» **Data shown**
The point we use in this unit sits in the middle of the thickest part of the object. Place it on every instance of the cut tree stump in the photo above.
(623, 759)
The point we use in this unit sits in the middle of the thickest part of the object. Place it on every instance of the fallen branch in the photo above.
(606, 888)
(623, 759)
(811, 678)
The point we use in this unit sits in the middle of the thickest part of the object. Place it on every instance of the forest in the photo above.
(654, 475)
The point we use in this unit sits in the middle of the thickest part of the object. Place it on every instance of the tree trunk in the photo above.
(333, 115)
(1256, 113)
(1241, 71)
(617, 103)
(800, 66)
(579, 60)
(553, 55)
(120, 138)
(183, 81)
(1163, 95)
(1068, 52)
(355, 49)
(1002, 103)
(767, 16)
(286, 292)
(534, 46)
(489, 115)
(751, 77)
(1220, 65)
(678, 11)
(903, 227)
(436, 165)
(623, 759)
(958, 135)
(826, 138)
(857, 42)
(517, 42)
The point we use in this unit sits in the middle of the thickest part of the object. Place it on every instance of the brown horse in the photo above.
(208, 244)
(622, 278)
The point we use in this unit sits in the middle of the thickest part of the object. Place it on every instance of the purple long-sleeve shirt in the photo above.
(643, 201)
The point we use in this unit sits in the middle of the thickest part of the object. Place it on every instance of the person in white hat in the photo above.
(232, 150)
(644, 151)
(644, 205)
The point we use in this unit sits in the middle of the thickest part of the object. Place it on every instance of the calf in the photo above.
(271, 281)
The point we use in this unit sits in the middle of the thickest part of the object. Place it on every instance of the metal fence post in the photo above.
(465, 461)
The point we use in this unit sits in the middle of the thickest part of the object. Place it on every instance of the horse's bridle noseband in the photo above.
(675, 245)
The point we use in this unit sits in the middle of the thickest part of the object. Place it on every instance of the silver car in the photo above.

» **What is needed**
The records above are to be duplicated exactly, every one of them.

» **Answer to the exercise**
The point we use in this unit sits in the middle of the thickest part of the object. Place it on every instance of the cut tree stump in the photo above.
(623, 759)
The point we use in this unit sits in the middle of the thickest part of the object. Place it on every instance of the fallen branch in the photo above.
(606, 888)
(623, 759)
(811, 678)
The point we use in this unit sits in the middle of the thickest part of the object. Place it on every instance of the forest in the photo above.
(654, 475)
The point we use in this unit sits in the middle of the thickest part of the object. Place it on every instance of the tree trunk in the photo above.
(333, 115)
(1256, 113)
(1241, 71)
(617, 103)
(800, 66)
(579, 60)
(553, 55)
(120, 138)
(183, 81)
(1163, 95)
(1068, 52)
(355, 49)
(1002, 103)
(767, 16)
(286, 292)
(534, 46)
(489, 115)
(751, 77)
(1220, 65)
(678, 11)
(903, 227)
(436, 165)
(623, 759)
(958, 135)
(826, 138)
(857, 42)
(517, 42)
The point we use in this unit sits in the middle of the thickest part of the object. Place it on every instance of the brown horse in the photo above.
(208, 244)
(622, 278)
The point we use in this unit sits in the middle of the thickest part of the object. Place it on every instance of the purple long-sleeve shirt in the photo above.
(643, 201)
The point we use in this unit sits in the middle of the thickest part of the object. Place it on every instance of the person in white hat in the photo above.
(232, 150)
(644, 151)
(644, 205)
The point we use in this unit sits in the middle of the thickest part of the object. Place it on every instance of the calf in the photo above.
(271, 281)
The point we use in this unit sits in the middle of the thickest part of the object. Place it on every instance of the metal fence post in the photo above.
(465, 461)
The point we use in this unit sits in the middle of the thickest part of the object. Place it on every instance of the horse's bridle noseband in the photo above.
(675, 245)
The point we use in this unit sits in the middle of the thickest part of the object. Place it on every instance of the silver car in the photo above.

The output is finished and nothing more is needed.